──────── Raw data

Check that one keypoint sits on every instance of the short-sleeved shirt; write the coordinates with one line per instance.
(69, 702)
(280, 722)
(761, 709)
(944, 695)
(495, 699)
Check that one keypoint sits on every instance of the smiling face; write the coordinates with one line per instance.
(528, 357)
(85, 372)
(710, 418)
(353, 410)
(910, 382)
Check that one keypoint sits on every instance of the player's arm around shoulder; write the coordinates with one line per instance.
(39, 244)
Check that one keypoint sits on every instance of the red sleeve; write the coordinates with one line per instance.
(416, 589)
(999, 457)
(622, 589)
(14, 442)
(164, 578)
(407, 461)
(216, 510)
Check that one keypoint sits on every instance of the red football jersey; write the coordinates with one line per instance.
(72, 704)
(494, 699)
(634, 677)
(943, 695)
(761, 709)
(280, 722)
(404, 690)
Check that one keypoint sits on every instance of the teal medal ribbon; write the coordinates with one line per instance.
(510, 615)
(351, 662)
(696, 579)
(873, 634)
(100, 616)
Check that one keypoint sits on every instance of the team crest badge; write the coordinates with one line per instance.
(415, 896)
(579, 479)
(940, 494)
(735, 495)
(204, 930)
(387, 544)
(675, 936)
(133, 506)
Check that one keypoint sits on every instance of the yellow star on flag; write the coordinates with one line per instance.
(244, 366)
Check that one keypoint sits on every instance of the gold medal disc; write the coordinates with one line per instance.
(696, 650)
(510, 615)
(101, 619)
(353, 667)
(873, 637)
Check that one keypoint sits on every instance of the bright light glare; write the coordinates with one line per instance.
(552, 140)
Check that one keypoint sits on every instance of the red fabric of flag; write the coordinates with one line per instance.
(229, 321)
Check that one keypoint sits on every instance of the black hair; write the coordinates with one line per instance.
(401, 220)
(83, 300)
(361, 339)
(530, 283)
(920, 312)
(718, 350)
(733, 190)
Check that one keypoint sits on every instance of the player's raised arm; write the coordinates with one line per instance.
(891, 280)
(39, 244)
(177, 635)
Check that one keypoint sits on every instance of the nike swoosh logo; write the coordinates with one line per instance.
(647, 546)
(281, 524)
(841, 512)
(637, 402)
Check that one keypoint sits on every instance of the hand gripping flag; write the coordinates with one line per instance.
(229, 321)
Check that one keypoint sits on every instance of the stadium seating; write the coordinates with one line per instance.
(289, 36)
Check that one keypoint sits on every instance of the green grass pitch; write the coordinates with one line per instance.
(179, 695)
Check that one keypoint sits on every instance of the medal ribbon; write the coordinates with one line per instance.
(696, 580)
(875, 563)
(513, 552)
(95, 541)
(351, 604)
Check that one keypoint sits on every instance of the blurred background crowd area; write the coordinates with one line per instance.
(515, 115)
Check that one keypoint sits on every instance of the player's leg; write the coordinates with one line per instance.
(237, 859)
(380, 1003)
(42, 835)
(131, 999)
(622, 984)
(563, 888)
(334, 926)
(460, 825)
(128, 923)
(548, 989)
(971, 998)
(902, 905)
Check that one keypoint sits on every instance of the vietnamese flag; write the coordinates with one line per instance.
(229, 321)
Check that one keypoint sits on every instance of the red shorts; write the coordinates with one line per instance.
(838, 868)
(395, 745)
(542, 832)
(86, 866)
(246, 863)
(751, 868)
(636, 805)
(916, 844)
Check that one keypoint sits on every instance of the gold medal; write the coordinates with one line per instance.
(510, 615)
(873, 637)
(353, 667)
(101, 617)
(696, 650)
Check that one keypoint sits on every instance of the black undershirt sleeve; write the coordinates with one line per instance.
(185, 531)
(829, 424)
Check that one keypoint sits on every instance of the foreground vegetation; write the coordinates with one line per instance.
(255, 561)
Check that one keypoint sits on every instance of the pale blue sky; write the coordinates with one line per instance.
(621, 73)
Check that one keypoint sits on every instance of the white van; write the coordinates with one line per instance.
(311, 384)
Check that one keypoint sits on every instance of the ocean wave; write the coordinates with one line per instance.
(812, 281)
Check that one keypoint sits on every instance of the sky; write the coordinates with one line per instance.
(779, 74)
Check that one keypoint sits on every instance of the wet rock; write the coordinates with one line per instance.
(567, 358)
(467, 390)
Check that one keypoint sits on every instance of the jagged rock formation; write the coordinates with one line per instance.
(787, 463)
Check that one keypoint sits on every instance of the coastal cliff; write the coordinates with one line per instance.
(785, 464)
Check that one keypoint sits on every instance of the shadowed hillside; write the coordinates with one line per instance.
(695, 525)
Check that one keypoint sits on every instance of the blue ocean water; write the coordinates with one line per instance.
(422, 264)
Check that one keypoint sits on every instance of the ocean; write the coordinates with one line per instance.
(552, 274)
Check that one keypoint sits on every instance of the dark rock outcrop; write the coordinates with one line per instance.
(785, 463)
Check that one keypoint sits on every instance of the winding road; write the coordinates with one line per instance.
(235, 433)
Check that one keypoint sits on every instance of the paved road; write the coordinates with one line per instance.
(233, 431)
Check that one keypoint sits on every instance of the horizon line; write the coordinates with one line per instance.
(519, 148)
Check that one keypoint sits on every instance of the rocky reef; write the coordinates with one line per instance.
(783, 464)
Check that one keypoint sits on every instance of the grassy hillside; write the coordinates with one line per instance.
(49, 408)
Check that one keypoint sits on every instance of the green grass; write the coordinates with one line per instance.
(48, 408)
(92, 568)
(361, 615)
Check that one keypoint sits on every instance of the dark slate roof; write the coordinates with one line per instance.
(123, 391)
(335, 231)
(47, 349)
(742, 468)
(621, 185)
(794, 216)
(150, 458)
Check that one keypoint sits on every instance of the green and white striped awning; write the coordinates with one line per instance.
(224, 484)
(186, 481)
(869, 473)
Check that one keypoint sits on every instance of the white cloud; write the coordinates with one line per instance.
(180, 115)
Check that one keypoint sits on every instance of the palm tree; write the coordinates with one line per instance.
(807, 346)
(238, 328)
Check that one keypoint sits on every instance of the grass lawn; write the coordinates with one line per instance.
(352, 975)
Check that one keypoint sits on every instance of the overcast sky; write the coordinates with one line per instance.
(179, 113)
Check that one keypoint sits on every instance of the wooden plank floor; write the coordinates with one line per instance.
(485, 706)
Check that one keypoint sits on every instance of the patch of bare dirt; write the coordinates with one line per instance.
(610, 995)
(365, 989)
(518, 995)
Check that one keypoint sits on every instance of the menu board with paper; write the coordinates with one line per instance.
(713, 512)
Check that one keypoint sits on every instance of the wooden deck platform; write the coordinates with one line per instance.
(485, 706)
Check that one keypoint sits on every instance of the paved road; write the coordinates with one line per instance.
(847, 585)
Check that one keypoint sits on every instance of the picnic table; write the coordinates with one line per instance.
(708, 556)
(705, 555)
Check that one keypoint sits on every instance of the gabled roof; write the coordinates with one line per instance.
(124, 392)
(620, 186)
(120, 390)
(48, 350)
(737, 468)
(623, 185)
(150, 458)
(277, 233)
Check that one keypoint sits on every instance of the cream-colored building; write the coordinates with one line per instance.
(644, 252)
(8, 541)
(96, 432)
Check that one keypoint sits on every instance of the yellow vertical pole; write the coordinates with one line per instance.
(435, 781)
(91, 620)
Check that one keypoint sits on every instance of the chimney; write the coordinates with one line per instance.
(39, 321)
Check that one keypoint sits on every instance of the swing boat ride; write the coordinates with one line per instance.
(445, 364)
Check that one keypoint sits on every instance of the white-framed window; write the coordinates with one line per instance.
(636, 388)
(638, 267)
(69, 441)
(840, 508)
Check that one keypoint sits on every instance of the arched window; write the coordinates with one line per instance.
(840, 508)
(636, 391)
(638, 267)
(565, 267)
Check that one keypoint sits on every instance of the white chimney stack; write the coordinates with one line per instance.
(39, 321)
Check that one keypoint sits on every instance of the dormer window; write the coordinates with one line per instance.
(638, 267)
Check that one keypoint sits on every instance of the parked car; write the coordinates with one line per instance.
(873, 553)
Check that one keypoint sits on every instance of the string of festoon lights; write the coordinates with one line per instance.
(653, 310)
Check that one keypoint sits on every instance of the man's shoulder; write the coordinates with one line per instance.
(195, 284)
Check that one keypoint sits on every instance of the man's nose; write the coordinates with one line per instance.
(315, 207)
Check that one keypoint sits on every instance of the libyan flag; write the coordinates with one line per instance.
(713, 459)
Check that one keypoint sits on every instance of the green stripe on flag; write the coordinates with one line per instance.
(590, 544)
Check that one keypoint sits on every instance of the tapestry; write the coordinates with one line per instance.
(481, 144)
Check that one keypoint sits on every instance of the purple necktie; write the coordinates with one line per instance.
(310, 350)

────────────────

What the task requires: Only the lines from the one bearing "Check that one keypoint sits on every instance of the purple" through the end of the entries above belong in the answer, each one exactly as given.

Solution:
Check that one keypoint sits on every instance of the purple necktie; write the coordinates with one line per instance.
(310, 350)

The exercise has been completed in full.